## Text segment
## start

Maybe Martin can mark your post above as question answered so the post will be front and centre.. 

Nice one


----------



## Grainer (8/8/15)

looks like I will have to pull out if it is in Marionvale??.. its a bit far for me.


----------



## Yob (8/8/15)

Harsh...


----------



## MartinOC (9/8/15)

Yob said:


> Maybe Martin can mark your post above as question answered so the post will be front and centre..
> 
> Nice one


Dunno how to do this. I don't seem able to amend my OP. Wouldn't this be a job for Mod's/Admin?


----------



## Yob (9/8/15)

You don't see a button on his post? "best answer" or some such?


----------



## MartinOC (9/8/15)

Nope, 'ain't no such button.....


----------



## Midnight Brew (10/8/15)

Grainer said:


> looks like I will have to pull out if it is in Marionvale??.. its a bit far for me.


In fairness to our host, Wayne has been an absolute top bloke for our brewing community and what he has contributed to our case swaps. A majority of swaps have been long and far from Wayne but he has still shown up every time and not to mention with a literal trailer load of his equipment (which is part of the reason we have been able to get so many cubes).

It is a _*Victorian*_ case swap. You know you'll be missing out if you dont come.


----------



## Grainer (10/8/15)

I know.. but like I said a bit far.... and I am writing up my Thesis ... but having said that you will notice my name hasn't been taken off the list ... YET !

## end

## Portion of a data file
## start

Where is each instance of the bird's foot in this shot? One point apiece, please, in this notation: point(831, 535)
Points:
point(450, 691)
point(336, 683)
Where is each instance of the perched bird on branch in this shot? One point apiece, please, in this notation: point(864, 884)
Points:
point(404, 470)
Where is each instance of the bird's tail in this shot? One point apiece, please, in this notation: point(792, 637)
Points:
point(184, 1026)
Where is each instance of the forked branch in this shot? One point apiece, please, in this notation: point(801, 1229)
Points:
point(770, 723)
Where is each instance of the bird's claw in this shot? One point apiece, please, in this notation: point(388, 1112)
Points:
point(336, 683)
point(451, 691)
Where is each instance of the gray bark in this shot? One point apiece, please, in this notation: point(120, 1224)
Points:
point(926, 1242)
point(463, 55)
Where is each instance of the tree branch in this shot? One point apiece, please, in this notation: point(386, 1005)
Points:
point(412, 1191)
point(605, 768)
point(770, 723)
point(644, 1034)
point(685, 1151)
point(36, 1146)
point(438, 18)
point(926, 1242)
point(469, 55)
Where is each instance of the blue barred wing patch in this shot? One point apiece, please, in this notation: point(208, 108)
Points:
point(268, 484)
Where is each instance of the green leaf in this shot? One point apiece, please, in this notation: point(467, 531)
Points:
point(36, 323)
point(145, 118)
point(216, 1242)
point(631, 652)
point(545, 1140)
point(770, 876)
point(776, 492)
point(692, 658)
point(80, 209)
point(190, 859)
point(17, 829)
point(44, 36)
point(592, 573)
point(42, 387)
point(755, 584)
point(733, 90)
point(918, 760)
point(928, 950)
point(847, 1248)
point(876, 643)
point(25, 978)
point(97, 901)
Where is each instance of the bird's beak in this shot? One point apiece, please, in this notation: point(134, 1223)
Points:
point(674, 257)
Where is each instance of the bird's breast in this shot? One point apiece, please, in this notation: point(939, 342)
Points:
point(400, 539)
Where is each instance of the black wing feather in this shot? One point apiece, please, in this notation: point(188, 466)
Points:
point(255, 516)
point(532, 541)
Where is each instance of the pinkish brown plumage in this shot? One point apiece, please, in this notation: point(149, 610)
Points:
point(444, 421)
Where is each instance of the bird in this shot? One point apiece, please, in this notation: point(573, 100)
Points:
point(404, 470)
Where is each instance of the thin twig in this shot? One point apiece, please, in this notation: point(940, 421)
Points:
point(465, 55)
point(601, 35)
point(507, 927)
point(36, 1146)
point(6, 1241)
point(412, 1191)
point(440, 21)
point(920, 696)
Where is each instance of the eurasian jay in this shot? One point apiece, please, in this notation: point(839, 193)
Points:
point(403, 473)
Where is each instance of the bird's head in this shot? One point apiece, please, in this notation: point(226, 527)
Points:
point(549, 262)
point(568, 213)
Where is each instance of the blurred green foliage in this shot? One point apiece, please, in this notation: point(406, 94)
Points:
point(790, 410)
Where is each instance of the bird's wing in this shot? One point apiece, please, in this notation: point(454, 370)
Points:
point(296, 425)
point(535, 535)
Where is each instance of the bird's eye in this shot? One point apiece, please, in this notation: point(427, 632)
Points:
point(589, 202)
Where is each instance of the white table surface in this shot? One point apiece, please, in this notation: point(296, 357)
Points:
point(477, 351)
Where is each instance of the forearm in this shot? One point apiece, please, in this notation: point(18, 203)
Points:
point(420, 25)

## end

## Stated task
Reproduce the part of the forum thread that begins at the words "In fairness to" and ends after the words "list ... YET !". This material is separate from the forum thread.

## Task solution
In fairness to our host, Wayne has been an absolute top bloke for our brewing community and what he has contributed to our case swaps. A majority of swaps have been long and far from Wayne but he has still shown up every time and not to mention with a literal trailer load of his equipment (which is part of the reason we have been able to get so many cubes).

It is a _*Victorian*_ case swap. You know you'll be missing out if you dont come.


----------



## Grainer (10/8/15)

I know.. but like I said a bit far.... and I am writing up my Thesis ... but having said that you will notice my name hasn't been taken off the list ... YET !